---------- TEXTE SOURCE

Version texte du graphique Taux d'intérêt administrés des banques à charte, 2010 à 2022
De 2010 à 2017, le taux directeur et les taux d'intérêt ont connu une certaine stabilité marquée de quelques variations, dont une légère baisse de 2015 à 2016. À la moitié de l'année 2017, les taux ont amorcé une hausse suivie d'une stagnation en 2019. Avec le début de la pandémie au mois de mars 2020, les taux ont chuté et ont atteint généralement les mêmes niveaux qu'en 2016. Depuis le mois de mars 2022, le taux directeur et les taux d'intérêt ont connu une hausse marquée.
Depuis sa chute au mois de mars 2020, le prix du pétrole, à l’échelle mondiale, a connu une forte tendance à la hausse en raison d’une offre limitée. Celle-ci s’explique notamment par des difficultés à ajuster la production en raison de pénurie de main-d’œuvre qualifiée et des incitatifs à maintenir un prix élevé sur le marché afin de répondre aux attentes économiques. Ainsi, les prix des carburants atteignent des niveaux records en 2022, provoquant la hausse du coût des intrants agricoles. Le prix moyen du baril de pétrole West Texas Intermediate (WTI) devrait s’avérer environ 40 % plus élevé en 2022 qu’en 2021.
Par ailleurs, la hausse de la valeur de la devise canadienne, à la suite de sa chute engendrée par le début de la pandémie, s’est poursuivie seulement jusqu’au mois de mai 2021. Le dollar a ensuite connu une légère tendance à la baisse de sorte que la valeur moyenne de 2022 devrait se situer en dessous de celle de 2021. Ceci constitue un facteur favorable du point de vue de la compétitivité des produits agricoles et agroalimentaires québécois et canadiens sur les marchés, dont les prix de référence sont fixés en dollars américains. En contrepartie, la dépréciation de la valeur de la devise canadienne en 2022 a pour effet d’augmenter les prix des achats d’intrants et d’équipements agricoles importés. À titre d’exemple, pour les années 2011 et 2012, la parité permettait d’acheter de l’équipement en dollars américains sans être pénalisé par le taux de change. Habituellement, la tendance de la valeur de la devise canadienne suit celle du prix du pétrole, mais en raison des tensions géopolitiques actuelles, le dollar américain s’apprécie étant donné qu’il est considéré comme une valeur refuge.

--------------------

### [CONSIGNES]
A: Répondez aux questions suivantes sur le texte consacré aux taux d'intérêt, au pétrole et au dollar canadien.
(i) En quel mois et en quelle année les taux ont-ils chuté avec le début de la pandémie ?
(ii) De combien le prix moyen du baril de pétrole WTI devrait-il être plus élevé en 2022 qu'en 2021 ?
(iii) Jusqu'à quel mois la hausse de la valeur de la devise canadienne s'est-elle poursuivie ?
B: Recopiez le passage du texte consacré aux taux d'intérêt, au pétrole et au dollar canadien qui va de « Depuis sa chute » jusqu'à « 2022 qu’en 2021. ».
C: Prolongez le texte consacré aux taux d'intérêt, au pétrole et au dollar canadien à partir de sa dernière phrase.

---------- EXTRAITS DES LIGNES

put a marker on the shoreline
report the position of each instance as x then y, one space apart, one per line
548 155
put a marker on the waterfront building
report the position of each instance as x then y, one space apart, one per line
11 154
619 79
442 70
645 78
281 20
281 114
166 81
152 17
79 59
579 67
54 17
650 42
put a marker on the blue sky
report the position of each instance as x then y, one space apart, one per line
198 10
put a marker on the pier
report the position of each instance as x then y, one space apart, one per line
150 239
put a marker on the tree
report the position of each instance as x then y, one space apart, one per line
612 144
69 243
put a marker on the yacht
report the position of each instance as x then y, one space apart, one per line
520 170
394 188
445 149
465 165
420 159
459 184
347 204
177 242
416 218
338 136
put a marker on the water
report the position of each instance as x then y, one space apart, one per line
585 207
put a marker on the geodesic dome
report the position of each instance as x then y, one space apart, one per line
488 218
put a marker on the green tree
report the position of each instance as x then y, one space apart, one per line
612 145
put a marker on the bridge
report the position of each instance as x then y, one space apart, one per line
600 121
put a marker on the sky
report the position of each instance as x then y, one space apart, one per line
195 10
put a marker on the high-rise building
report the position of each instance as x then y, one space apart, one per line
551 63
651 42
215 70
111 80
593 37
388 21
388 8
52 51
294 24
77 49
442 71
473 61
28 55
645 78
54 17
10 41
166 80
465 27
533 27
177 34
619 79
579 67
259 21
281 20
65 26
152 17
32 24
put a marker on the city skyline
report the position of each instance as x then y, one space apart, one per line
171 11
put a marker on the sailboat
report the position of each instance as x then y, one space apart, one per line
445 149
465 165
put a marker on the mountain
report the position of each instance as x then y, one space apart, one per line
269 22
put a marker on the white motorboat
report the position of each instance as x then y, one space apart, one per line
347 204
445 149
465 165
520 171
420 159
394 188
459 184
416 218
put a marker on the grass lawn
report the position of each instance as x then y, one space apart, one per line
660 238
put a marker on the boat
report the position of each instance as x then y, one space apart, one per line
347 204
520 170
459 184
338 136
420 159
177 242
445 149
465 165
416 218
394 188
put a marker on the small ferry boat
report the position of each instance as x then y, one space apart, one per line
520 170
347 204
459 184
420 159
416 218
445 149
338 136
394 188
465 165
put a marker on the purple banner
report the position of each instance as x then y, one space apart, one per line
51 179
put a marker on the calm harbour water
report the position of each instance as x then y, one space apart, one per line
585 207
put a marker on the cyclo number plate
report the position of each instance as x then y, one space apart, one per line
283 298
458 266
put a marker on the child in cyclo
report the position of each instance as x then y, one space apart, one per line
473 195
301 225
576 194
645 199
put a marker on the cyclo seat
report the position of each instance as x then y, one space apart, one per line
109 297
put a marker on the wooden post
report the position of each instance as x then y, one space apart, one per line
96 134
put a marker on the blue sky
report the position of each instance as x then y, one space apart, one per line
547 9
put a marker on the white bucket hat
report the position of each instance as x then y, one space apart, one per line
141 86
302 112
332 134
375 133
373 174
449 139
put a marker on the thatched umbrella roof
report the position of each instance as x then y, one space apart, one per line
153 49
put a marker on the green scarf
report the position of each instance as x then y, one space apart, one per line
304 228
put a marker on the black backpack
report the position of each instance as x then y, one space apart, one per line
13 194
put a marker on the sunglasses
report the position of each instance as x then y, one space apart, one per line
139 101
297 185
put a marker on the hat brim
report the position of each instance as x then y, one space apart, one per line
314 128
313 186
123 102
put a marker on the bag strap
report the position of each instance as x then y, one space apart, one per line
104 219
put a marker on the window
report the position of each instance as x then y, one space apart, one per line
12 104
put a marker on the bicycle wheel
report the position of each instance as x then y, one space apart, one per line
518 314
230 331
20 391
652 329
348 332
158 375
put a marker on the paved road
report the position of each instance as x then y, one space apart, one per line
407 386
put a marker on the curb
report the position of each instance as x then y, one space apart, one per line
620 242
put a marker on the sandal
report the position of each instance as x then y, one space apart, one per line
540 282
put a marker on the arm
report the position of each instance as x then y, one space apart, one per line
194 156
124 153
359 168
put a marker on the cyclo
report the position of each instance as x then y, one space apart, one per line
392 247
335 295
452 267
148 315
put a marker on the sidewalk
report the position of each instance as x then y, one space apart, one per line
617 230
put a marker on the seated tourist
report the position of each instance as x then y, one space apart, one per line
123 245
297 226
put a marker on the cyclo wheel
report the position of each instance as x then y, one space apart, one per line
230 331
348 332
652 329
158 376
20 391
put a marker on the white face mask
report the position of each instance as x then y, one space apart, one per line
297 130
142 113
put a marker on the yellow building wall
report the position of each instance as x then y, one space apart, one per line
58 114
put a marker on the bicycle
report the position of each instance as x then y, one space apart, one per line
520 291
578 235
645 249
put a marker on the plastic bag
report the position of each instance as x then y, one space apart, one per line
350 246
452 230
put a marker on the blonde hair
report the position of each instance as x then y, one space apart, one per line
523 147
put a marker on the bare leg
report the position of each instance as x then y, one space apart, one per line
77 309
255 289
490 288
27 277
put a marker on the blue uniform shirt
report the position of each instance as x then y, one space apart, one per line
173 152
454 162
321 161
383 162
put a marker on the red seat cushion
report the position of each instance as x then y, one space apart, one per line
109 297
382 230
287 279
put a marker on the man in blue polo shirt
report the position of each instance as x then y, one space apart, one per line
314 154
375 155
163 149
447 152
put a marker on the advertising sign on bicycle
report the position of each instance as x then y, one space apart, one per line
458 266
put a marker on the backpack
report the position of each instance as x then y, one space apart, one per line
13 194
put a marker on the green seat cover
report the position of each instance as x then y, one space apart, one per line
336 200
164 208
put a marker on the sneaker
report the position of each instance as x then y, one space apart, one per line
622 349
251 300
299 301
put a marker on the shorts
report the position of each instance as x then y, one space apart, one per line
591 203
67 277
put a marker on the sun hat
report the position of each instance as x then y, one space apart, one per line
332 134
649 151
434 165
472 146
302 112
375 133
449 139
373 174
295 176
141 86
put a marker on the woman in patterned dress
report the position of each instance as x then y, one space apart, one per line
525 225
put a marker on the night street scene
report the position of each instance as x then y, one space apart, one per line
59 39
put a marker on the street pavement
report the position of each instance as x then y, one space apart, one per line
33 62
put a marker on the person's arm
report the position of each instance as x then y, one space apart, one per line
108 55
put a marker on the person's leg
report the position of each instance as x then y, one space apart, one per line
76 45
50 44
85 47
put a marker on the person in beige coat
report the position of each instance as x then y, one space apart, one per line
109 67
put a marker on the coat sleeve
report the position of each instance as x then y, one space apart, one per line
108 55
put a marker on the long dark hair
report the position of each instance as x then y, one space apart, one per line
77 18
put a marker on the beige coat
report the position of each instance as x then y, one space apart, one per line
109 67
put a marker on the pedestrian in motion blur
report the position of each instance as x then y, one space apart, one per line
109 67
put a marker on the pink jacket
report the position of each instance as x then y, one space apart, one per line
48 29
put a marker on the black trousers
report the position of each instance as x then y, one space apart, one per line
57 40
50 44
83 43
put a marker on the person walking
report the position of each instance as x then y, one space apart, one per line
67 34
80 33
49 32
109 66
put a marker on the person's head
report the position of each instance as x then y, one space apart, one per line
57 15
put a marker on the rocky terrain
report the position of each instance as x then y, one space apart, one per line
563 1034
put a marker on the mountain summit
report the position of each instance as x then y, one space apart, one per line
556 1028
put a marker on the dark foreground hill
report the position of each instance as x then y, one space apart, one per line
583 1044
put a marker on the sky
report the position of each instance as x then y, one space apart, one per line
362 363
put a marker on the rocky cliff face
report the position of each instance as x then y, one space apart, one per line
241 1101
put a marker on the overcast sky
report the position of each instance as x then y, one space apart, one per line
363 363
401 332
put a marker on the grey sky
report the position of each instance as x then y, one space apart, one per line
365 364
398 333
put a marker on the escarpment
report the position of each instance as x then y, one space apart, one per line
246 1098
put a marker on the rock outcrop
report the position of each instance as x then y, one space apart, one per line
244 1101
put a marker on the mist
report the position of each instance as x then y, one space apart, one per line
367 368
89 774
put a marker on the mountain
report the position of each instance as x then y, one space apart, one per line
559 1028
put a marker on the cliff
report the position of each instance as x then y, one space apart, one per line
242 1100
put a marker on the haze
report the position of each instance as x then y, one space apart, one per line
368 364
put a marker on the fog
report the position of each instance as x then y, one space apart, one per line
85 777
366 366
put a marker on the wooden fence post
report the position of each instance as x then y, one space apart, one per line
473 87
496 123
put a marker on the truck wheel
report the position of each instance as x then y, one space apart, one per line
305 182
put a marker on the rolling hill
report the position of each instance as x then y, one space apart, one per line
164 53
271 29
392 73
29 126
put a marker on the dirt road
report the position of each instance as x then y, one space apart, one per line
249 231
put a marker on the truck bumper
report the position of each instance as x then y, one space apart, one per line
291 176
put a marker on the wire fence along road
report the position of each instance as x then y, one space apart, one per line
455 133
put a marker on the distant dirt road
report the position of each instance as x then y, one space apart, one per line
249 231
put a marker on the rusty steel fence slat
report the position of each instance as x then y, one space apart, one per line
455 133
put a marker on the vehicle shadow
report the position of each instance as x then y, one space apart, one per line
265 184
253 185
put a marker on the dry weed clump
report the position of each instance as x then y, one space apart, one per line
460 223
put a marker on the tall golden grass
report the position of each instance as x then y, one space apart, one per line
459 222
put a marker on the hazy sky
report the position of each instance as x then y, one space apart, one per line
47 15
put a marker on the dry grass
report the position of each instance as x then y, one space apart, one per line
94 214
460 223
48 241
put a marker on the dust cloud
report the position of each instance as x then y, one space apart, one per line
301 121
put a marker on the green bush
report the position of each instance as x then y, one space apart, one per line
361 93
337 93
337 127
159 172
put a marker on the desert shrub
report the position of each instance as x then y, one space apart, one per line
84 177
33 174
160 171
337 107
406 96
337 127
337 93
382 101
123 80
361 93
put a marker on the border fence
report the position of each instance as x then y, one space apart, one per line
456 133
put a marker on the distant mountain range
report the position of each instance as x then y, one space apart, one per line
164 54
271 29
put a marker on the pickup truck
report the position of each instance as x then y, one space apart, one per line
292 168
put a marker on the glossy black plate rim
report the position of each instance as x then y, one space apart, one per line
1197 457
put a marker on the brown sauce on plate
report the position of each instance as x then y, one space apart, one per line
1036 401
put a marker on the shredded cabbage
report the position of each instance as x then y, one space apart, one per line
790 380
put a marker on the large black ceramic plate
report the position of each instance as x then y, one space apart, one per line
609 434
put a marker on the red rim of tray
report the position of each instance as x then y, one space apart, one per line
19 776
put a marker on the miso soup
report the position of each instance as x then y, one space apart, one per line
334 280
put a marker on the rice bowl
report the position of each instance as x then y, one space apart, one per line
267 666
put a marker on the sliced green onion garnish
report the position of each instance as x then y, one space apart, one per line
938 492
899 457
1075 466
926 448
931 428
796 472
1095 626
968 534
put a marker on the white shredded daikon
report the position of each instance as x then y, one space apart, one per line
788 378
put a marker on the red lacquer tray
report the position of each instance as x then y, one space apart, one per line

--------------------

### [RÉPONSES PAR CONSIGNE]
A:
(i) En mars 2020.
(ii) D'environ 40 %.
(iii) Jusqu'au mois de mai 2021.

B:
Depuis sa chute au mois de mars 2020, le prix du pétrole, à l’échelle mondiale, a connu une forte tendance à la hausse en raison d’une offre limitée. Celle-ci s’explique notamment par des difficultés à ajuster la production en raison de pénurie de main-d’œuvre qualifiée et des incitatifs à maintenir un prix élevé sur le marché afin de répondre aux attentes économiques. Ainsi, les prix des carburants atteignent des niveaux records en 2022, provoquant la hausse du coût des intrants agricoles. Le prix moyen du baril de pétrole West Texas Intermediate (WTI) devrait s’avérer environ 40 % plus élevé en 2022 qu’en 2021.

C:
Version texte du graphique Taux de change et prix du pétrole, 2007 à 2022
Le taux de change et le prix du pétrole ont connu une tendance à la hausse de 2007 jusqu’à la première moitié de 2008 pour chuter brusquement de la deuxième moitié de 2008 jusqu’au début de l’année 2009. Par la suite, la reprise de leur croissance fut aussi annulée par une chute importante amorcée au second semestre de 2014 et qui s'est terminée au début de l'année 2016. De 2016 à 2018, la légère tendance à la hausse fut caractérisée par de nombreuses oscillations tant pour le prix du pétrole que le taux de change. En 2019, les valeurs de ces deux variables économiques ont légèrement diminué et connu de moins fortes oscillations. Avec le début de la pandémie au mois de mars 2020, le prix du pétrole a chuté pour rebondir, puis suivre une tendance à la hausse. Quant au taux de change, il a chuté avec le début de la pandémie au mois de mars 2020 pour suivre, jusqu’au premier semestre 2021, une tendance à la hausse suivie d’une tendance à la baisse.